==== Supplied entries

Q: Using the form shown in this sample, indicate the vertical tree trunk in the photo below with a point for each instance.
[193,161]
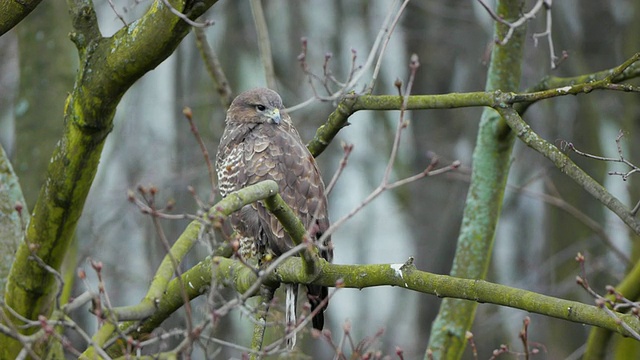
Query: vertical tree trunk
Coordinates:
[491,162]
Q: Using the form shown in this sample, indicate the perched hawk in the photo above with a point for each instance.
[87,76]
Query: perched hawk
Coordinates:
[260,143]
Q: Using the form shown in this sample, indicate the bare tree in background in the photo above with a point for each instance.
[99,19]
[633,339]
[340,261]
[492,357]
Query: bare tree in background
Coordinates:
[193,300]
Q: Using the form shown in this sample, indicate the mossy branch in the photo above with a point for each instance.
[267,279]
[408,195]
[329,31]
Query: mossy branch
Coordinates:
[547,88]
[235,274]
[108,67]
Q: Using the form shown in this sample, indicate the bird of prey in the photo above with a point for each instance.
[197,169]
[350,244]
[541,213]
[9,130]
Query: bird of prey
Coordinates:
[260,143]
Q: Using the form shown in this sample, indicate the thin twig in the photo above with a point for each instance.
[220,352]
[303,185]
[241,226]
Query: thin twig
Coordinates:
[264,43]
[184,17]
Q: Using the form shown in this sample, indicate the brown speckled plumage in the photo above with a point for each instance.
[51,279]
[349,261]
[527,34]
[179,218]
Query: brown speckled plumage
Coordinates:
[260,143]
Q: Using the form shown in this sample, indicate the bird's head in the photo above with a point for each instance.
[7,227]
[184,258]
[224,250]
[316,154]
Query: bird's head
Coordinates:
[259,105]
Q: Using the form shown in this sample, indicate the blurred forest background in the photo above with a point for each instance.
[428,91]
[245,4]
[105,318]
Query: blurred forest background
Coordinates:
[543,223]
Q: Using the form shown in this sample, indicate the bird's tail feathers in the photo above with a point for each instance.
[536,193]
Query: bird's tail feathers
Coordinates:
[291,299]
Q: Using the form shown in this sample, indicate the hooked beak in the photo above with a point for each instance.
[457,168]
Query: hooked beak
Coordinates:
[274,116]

========
==== Supplied entries

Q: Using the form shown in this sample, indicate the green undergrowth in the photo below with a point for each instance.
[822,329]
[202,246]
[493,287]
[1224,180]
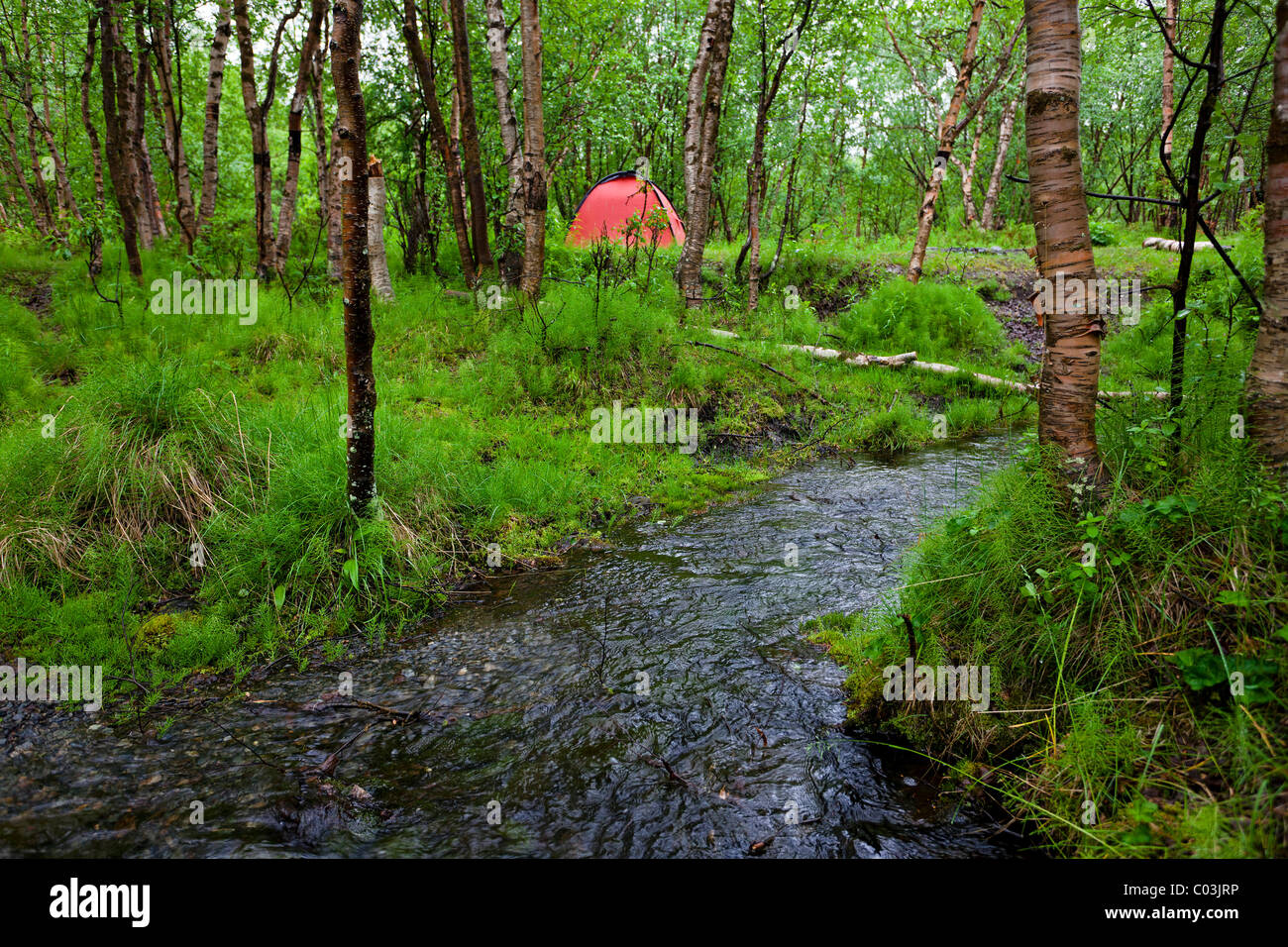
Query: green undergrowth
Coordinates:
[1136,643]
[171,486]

========

### [Goal of the exercise]
Would you copy, unchanged, the stretch of the records above that begins at the line containing "the bird of" and ends at the line containing "Query: thin twig", and only that?

### [Response to the task]
Q: Using the form shown in this sample, indicate the bird of prey in the photo above with a point for each instance.
[197,169]
[350,244]
[541,213]
[9,130]
Query: bird of prey
Coordinates:
[260,143]
Q: Using the form shown in this sample, indicate the thin twig in the photo above with a point for each instance.
[220,352]
[303,185]
[241,226]
Query: thin twig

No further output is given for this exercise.